▶ [INSTRUCTIONS FOR THE TASK]: Which of the lines below include "black"? Each one should be copied out.

▶ [GIVEN RECORDS]:
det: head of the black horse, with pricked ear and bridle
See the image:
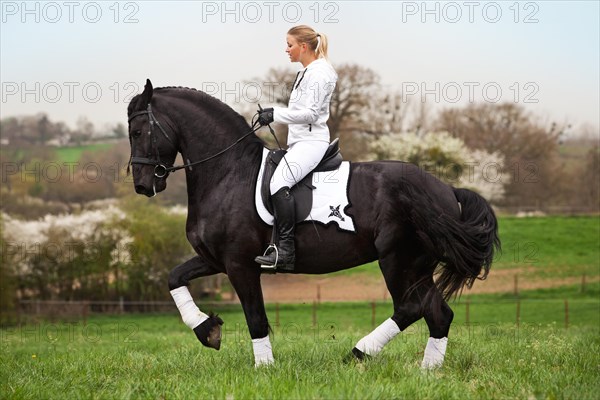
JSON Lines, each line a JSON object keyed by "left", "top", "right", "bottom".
{"left": 127, "top": 79, "right": 177, "bottom": 197}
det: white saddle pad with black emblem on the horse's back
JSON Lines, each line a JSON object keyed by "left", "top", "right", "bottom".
{"left": 254, "top": 149, "right": 356, "bottom": 232}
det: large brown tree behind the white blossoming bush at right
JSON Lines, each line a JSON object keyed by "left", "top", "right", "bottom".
{"left": 434, "top": 103, "right": 565, "bottom": 207}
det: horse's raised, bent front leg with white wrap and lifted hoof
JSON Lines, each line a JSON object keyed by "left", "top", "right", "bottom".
{"left": 169, "top": 256, "right": 223, "bottom": 350}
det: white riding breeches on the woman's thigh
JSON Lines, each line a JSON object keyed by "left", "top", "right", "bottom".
{"left": 271, "top": 140, "right": 329, "bottom": 194}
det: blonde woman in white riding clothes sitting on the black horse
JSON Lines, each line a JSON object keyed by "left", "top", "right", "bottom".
{"left": 255, "top": 25, "right": 338, "bottom": 271}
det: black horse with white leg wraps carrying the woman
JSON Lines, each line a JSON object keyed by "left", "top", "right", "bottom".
{"left": 128, "top": 80, "right": 500, "bottom": 367}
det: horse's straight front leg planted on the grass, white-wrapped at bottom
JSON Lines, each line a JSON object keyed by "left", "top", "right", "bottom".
{"left": 227, "top": 264, "right": 275, "bottom": 367}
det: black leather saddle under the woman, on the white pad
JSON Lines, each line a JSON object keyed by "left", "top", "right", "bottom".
{"left": 260, "top": 138, "right": 343, "bottom": 222}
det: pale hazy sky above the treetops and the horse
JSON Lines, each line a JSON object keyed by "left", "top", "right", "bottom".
{"left": 0, "top": 1, "right": 600, "bottom": 135}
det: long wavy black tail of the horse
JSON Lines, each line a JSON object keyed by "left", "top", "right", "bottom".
{"left": 411, "top": 188, "right": 500, "bottom": 302}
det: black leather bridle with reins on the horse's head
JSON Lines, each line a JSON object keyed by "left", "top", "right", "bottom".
{"left": 127, "top": 103, "right": 261, "bottom": 178}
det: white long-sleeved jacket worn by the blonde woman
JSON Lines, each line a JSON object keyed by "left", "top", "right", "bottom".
{"left": 273, "top": 58, "right": 338, "bottom": 146}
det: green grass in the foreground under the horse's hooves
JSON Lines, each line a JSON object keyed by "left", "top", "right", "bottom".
{"left": 0, "top": 283, "right": 600, "bottom": 399}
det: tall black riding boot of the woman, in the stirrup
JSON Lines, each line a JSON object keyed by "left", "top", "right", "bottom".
{"left": 254, "top": 186, "right": 296, "bottom": 271}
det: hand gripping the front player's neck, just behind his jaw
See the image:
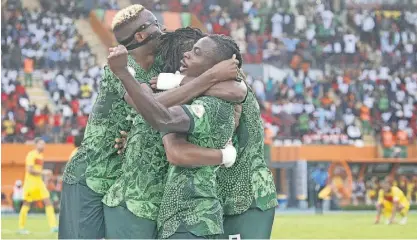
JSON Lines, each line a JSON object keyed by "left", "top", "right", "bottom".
{"left": 210, "top": 54, "right": 239, "bottom": 82}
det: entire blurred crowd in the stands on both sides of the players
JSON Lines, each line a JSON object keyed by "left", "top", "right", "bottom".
{"left": 1, "top": 0, "right": 417, "bottom": 154}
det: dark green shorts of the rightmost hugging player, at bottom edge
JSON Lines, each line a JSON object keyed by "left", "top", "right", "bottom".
{"left": 221, "top": 208, "right": 275, "bottom": 239}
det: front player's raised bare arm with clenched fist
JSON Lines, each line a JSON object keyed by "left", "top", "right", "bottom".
{"left": 108, "top": 46, "right": 195, "bottom": 133}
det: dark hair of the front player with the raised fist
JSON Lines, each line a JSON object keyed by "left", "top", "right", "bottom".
{"left": 208, "top": 34, "right": 242, "bottom": 68}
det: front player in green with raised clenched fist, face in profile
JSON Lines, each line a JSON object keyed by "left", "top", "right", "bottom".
{"left": 109, "top": 37, "right": 240, "bottom": 238}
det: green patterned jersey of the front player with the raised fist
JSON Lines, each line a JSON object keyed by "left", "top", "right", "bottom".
{"left": 158, "top": 97, "right": 234, "bottom": 238}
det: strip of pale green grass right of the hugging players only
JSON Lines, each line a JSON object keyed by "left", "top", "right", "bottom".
{"left": 272, "top": 212, "right": 417, "bottom": 239}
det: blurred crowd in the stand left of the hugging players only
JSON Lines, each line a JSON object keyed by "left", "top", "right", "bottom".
{"left": 2, "top": 1, "right": 117, "bottom": 143}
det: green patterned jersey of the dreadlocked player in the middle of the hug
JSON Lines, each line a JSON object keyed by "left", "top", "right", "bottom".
{"left": 103, "top": 58, "right": 168, "bottom": 220}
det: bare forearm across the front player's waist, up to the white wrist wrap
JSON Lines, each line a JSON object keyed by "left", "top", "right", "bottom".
{"left": 162, "top": 133, "right": 223, "bottom": 167}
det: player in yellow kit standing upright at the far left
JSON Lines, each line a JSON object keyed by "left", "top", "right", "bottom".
{"left": 18, "top": 138, "right": 58, "bottom": 234}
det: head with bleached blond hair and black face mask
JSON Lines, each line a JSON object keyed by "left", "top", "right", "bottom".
{"left": 112, "top": 4, "right": 161, "bottom": 47}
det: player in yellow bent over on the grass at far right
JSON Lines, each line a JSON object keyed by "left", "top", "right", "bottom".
{"left": 375, "top": 180, "right": 410, "bottom": 224}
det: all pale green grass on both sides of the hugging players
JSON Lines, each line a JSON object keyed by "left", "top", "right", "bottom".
{"left": 1, "top": 212, "right": 417, "bottom": 239}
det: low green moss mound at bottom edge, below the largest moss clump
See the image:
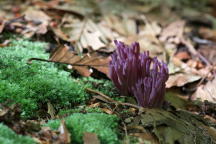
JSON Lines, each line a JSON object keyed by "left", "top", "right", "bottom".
{"left": 47, "top": 113, "right": 118, "bottom": 144}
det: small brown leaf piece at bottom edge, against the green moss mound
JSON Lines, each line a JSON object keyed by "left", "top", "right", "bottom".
{"left": 83, "top": 132, "right": 100, "bottom": 144}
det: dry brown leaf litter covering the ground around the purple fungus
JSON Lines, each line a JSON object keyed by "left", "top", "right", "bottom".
{"left": 0, "top": 0, "right": 216, "bottom": 144}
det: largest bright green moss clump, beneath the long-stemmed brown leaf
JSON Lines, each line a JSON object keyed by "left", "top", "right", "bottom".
{"left": 0, "top": 40, "right": 88, "bottom": 116}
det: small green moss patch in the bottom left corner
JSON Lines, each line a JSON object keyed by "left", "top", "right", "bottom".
{"left": 0, "top": 123, "right": 36, "bottom": 144}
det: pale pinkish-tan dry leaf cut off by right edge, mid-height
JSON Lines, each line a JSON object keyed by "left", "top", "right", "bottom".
{"left": 192, "top": 78, "right": 216, "bottom": 103}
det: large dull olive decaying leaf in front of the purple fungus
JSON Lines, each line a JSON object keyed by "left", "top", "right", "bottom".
{"left": 141, "top": 109, "right": 215, "bottom": 144}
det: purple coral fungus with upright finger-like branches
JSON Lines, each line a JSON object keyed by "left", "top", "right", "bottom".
{"left": 109, "top": 40, "right": 169, "bottom": 108}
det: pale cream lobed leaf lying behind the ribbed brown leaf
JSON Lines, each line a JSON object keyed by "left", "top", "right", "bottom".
{"left": 57, "top": 17, "right": 108, "bottom": 52}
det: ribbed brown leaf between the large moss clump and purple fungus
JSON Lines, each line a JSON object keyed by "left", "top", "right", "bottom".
{"left": 50, "top": 46, "right": 110, "bottom": 77}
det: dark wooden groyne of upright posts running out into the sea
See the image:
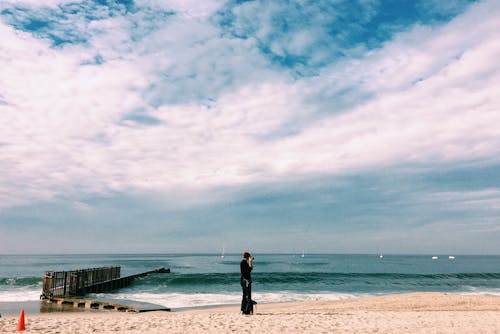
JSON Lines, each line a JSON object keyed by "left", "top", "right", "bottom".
{"left": 40, "top": 266, "right": 170, "bottom": 299}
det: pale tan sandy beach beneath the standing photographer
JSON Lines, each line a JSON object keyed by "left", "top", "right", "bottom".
{"left": 0, "top": 293, "right": 500, "bottom": 334}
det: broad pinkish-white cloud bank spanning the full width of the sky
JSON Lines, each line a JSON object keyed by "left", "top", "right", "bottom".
{"left": 0, "top": 2, "right": 500, "bottom": 206}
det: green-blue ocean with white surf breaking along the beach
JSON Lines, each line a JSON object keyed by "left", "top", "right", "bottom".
{"left": 0, "top": 254, "right": 500, "bottom": 313}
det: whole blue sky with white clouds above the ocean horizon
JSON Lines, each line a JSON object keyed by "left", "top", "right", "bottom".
{"left": 0, "top": 0, "right": 500, "bottom": 254}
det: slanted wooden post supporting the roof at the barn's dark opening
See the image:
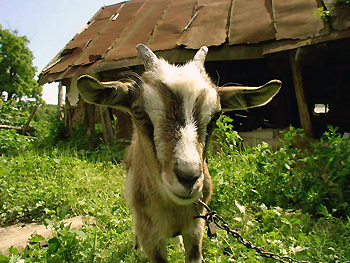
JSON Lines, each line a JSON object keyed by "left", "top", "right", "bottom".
{"left": 289, "top": 50, "right": 313, "bottom": 138}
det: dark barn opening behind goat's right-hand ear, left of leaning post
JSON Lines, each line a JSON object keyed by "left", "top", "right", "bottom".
{"left": 206, "top": 53, "right": 300, "bottom": 131}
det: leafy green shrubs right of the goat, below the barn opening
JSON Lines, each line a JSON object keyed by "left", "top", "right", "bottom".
{"left": 209, "top": 118, "right": 350, "bottom": 217}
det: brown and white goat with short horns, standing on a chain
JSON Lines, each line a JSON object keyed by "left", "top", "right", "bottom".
{"left": 77, "top": 45, "right": 281, "bottom": 263}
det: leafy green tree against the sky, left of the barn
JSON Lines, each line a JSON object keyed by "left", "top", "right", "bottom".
{"left": 0, "top": 24, "right": 42, "bottom": 102}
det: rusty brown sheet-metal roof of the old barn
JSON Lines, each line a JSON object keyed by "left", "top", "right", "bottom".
{"left": 39, "top": 0, "right": 350, "bottom": 84}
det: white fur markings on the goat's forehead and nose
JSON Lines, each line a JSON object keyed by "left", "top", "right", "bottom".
{"left": 144, "top": 60, "right": 217, "bottom": 165}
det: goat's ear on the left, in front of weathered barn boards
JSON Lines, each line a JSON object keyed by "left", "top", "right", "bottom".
{"left": 77, "top": 75, "right": 131, "bottom": 109}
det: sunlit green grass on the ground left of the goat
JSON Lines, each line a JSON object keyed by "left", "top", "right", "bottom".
{"left": 0, "top": 151, "right": 138, "bottom": 262}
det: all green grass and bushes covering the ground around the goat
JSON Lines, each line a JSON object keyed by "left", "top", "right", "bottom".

▶ [OUTPUT FOR THIS TASK]:
det: head of the black horse, with pricked ear and bridle
det: white saddle pad with black emblem on the horse's back
det: blonde woman in white riding clothes sitting on the black horse
det: black horse with white leg wraps carrying the woman
det: black leather saddle under the woman, on the white pad
det: long wavy black tail of the horse
det: black leather bridle with reins on the horse's head
det: tall black riding boot of the woman, in the stirrup
det: head with bleached blond hair and black face mask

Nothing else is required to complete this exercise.